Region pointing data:
*** Begin section ***

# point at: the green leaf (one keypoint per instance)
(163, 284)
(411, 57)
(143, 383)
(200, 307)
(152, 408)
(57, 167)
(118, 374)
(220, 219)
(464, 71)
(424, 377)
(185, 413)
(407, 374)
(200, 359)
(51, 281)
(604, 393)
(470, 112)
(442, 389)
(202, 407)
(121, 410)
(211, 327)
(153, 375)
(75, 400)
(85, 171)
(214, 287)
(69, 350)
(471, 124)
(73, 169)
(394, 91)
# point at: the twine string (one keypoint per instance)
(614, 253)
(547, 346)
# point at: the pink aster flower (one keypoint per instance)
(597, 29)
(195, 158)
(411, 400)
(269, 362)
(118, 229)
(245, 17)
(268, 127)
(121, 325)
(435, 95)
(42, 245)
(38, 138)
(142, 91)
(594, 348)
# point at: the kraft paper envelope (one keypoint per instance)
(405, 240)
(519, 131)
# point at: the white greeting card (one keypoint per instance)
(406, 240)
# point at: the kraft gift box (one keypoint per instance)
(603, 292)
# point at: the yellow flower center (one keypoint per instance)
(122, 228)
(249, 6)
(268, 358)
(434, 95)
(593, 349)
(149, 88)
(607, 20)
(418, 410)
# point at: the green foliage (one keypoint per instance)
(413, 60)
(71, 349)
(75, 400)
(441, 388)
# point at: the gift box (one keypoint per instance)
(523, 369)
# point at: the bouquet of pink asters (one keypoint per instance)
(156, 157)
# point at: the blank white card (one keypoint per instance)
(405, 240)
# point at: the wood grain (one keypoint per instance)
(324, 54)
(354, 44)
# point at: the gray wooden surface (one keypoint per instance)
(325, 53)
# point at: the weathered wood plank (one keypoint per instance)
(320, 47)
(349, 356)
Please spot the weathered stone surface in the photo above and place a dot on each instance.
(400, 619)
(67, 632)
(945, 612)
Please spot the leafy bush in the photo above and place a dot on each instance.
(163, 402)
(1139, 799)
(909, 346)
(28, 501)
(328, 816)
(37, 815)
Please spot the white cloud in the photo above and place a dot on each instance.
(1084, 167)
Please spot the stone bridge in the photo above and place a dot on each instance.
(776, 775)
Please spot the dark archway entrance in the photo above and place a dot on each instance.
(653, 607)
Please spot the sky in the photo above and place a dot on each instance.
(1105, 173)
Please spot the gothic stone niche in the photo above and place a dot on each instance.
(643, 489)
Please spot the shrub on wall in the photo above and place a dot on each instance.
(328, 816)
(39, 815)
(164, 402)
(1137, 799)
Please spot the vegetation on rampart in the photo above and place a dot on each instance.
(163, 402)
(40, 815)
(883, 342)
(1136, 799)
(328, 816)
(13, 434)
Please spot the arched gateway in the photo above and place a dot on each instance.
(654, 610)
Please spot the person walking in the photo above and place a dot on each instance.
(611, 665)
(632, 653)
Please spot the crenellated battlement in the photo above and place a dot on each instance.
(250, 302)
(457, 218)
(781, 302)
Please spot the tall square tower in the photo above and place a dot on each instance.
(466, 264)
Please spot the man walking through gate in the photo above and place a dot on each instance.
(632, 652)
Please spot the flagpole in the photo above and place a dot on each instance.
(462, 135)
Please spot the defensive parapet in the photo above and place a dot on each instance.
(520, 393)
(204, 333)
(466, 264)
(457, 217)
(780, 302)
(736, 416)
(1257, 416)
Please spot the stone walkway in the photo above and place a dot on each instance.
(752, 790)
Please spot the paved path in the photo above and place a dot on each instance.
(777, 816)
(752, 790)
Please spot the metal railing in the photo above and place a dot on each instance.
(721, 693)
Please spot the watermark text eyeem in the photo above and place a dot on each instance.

*** End section ***

» GOAL OF THE EXERCISE:
Each record must be printed again, word for word, with nothing dropped.

» THE COMPLETED TASK:
# point at: the green leaf (one keypoint per instance)
(163, 284)
(411, 57)
(143, 383)
(200, 307)
(152, 408)
(57, 167)
(118, 374)
(220, 219)
(464, 71)
(424, 377)
(185, 413)
(407, 374)
(200, 359)
(51, 281)
(604, 393)
(470, 112)
(442, 389)
(202, 407)
(121, 410)
(211, 327)
(153, 375)
(75, 400)
(85, 171)
(214, 287)
(69, 350)
(471, 124)
(73, 169)
(394, 91)
# point at: the twine string (one keypoint per instance)
(614, 253)
(547, 346)
# point at: the pink aster flower (one keypoint per instance)
(597, 29)
(195, 158)
(411, 400)
(269, 362)
(118, 229)
(245, 17)
(268, 127)
(121, 325)
(435, 95)
(42, 245)
(38, 138)
(142, 91)
(594, 348)
# point at: the kraft paper envelope (one keypoint per instance)
(405, 240)
(519, 131)
# point at: the white greeting card (one keypoint per instance)
(406, 240)
# point at: the kraft gift box (one keypoint per instance)
(603, 292)
# point at: the yellow flower center (one keypoint per instance)
(122, 228)
(249, 6)
(268, 358)
(434, 95)
(593, 349)
(149, 88)
(607, 20)
(418, 410)
# point at: the green foliage (one keypoint per instance)
(413, 60)
(71, 349)
(75, 400)
(441, 388)
# point at: the gift box (one keypoint per instance)
(523, 369)
# point at: the bouquet of pink asters (one keypoint per instance)
(156, 157)
# point at: the blank white card (one keypoint per instance)
(405, 240)
# point at: the wood grain (one keypoint per instance)
(324, 54)
(354, 44)
# point at: the gray wooden surface (one keypoint per instance)
(325, 53)
# point at: the weathered wood plank (one keypoint per instance)
(320, 47)
(349, 356)
Please spot the weathered stone surface in the photo above and place a dot on each instance.
(400, 619)
(67, 632)
(945, 612)
Please spot the leafy bush in the photo above and place a dot on each instance.
(163, 402)
(1139, 799)
(909, 346)
(28, 501)
(328, 816)
(37, 815)
Please spot the white cloud in the photo above and place a dot on each instance.
(1084, 167)
Please spot the stone bridge in the photo above and place a dot on each instance.
(776, 775)
Please spot the dark archway entrance in the photo above and place a dot on each instance.
(653, 607)
Please spot the sky in the photo above and place a dot on each instance.
(1105, 173)
Please spot the gothic stone niche in the photo above and place a dot on each instance.
(643, 489)
Please spot the shrub on wall in the photo above and place a dot on each instance.
(328, 816)
(39, 815)
(164, 402)
(1137, 799)
Please spot the vegetation on rampart in the photo above and place a dot on each instance.
(163, 402)
(40, 815)
(883, 342)
(1136, 799)
(328, 816)
(13, 434)
Please spot the arched gateway in the photo above and place a dot on each instance.
(654, 610)
Please spot the person walking in the photo above and place a dot on each instance.
(611, 665)
(632, 653)
Please spot the crenellated battlement in the photo above and place a dot on each instance.
(250, 302)
(457, 218)
(781, 302)
Please spot the tall square tower in the photo above and place a dot on each instance.
(466, 264)
Please spot the man walking through gate in the photo above and place a dot on each instance.
(632, 652)
Please spot the flagpole in the photo above and place a dot on each instance.
(462, 135)
Please spot the defensive parapet in the photo above and place a dot on each instance.
(520, 393)
(204, 333)
(466, 264)
(457, 217)
(780, 302)
(736, 416)
(1257, 416)
Please spot the stone walkway in the photo above and place a dot on each instance.
(752, 790)
Please spot the paved path in the photo above and place a dot on each instance.
(777, 816)
(752, 790)
Please spot the metal railing in the photo above and place a dot on each instance.
(721, 693)
Please spot the watermark text eyeem in the photo above and place a dot on each instance.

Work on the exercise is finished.